Everything in the data below is left aside except the lines from the one containing "TARGET: dalmatian dog" through the one containing "TARGET: dark spotted pony"; repeat those exactly.

──────── THE DATA ────────

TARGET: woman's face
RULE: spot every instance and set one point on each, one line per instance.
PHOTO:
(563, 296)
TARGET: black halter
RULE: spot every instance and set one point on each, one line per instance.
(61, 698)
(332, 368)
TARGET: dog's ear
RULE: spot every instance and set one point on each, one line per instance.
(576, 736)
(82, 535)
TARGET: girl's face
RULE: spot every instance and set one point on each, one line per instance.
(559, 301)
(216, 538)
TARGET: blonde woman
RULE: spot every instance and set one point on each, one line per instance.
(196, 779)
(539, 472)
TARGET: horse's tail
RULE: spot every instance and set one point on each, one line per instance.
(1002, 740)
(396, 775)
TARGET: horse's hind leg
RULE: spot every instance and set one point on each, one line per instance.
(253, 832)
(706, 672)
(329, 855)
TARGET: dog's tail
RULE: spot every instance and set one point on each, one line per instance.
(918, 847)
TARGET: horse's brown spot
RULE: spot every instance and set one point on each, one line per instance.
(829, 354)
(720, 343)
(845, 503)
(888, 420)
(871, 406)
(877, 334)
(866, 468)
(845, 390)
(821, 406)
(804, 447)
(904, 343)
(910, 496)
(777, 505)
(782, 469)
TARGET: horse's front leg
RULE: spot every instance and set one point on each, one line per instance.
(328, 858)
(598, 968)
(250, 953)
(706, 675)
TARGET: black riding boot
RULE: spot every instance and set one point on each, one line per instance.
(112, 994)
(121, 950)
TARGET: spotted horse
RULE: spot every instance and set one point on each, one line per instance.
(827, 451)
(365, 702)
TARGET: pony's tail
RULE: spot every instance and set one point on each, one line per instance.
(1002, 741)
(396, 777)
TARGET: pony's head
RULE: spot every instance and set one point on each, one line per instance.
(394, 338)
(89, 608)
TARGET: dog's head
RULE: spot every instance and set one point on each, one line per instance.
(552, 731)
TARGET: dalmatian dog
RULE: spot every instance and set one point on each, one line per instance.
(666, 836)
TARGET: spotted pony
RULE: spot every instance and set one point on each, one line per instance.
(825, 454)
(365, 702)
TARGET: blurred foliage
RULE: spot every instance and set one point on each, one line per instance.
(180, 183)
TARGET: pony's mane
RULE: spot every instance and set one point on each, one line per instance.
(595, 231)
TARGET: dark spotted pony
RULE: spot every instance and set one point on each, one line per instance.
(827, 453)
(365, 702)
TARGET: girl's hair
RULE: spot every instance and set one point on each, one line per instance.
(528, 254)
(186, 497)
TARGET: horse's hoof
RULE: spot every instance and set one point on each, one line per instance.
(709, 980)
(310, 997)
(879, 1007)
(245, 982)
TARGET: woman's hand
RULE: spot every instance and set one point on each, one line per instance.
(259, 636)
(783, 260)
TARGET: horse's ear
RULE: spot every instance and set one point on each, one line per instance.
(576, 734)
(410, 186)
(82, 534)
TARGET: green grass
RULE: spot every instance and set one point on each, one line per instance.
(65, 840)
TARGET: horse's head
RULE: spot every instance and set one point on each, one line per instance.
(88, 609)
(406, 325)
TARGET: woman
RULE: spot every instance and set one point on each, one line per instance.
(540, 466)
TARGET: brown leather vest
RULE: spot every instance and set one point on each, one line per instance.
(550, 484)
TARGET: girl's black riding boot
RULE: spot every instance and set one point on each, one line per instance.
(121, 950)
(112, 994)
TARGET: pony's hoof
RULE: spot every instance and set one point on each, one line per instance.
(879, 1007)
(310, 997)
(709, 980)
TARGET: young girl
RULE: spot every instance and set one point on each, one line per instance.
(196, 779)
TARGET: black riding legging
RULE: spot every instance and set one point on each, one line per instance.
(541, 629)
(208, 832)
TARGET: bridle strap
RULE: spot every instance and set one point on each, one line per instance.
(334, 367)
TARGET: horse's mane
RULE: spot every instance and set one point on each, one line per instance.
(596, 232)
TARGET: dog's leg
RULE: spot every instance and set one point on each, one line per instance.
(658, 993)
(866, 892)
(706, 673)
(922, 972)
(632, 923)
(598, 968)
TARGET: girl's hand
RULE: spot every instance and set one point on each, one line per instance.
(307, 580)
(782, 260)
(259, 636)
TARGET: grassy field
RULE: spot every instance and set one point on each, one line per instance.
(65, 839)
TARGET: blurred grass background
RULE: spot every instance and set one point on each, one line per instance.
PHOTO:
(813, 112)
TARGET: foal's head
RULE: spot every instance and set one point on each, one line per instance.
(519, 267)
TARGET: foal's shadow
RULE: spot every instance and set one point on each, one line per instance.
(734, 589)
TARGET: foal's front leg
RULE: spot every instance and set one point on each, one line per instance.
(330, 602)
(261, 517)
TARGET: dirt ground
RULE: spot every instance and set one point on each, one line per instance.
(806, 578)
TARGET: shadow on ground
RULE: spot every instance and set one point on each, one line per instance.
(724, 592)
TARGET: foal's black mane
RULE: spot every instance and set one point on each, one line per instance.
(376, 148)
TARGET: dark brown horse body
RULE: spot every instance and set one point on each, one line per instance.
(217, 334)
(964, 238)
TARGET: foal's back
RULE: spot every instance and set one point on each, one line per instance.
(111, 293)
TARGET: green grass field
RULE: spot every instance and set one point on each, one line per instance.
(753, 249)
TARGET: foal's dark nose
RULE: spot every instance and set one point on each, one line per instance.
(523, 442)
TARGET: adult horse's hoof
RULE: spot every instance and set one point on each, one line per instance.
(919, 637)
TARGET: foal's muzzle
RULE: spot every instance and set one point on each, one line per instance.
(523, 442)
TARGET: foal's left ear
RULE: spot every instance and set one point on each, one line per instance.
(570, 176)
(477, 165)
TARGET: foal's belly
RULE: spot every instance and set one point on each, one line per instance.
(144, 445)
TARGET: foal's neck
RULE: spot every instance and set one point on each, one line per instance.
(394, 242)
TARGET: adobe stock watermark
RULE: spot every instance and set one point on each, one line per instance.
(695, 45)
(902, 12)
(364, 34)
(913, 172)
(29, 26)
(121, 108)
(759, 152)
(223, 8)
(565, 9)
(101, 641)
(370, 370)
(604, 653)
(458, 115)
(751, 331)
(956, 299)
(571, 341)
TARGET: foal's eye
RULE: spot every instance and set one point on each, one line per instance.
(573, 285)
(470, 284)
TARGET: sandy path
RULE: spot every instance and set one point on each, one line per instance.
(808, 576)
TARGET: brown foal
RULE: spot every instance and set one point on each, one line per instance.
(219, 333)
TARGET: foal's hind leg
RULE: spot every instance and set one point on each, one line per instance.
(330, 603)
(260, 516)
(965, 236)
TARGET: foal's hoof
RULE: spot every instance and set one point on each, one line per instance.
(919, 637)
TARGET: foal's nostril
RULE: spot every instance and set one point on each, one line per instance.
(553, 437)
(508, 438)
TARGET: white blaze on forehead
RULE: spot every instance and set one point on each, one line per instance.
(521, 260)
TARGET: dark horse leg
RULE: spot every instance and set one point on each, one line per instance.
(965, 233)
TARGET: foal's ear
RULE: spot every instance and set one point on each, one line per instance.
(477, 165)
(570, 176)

────────

## TASK RESULT
TARGET: dalmatian dog
RULE: spot every instance and set one point on each, one line per instance.
(666, 836)
TARGET: spotted pony
RULE: spot every instance and set one point on each, one line per instance.
(825, 454)
(365, 702)
TARGET: blurred foliage
RULE: spot every instance and set one point on each, one line per instance.
(180, 183)
TARGET: pony's mane
RULE: spot every instance and set one point on each, one line per instance.
(595, 231)
TARGET: dark spotted pony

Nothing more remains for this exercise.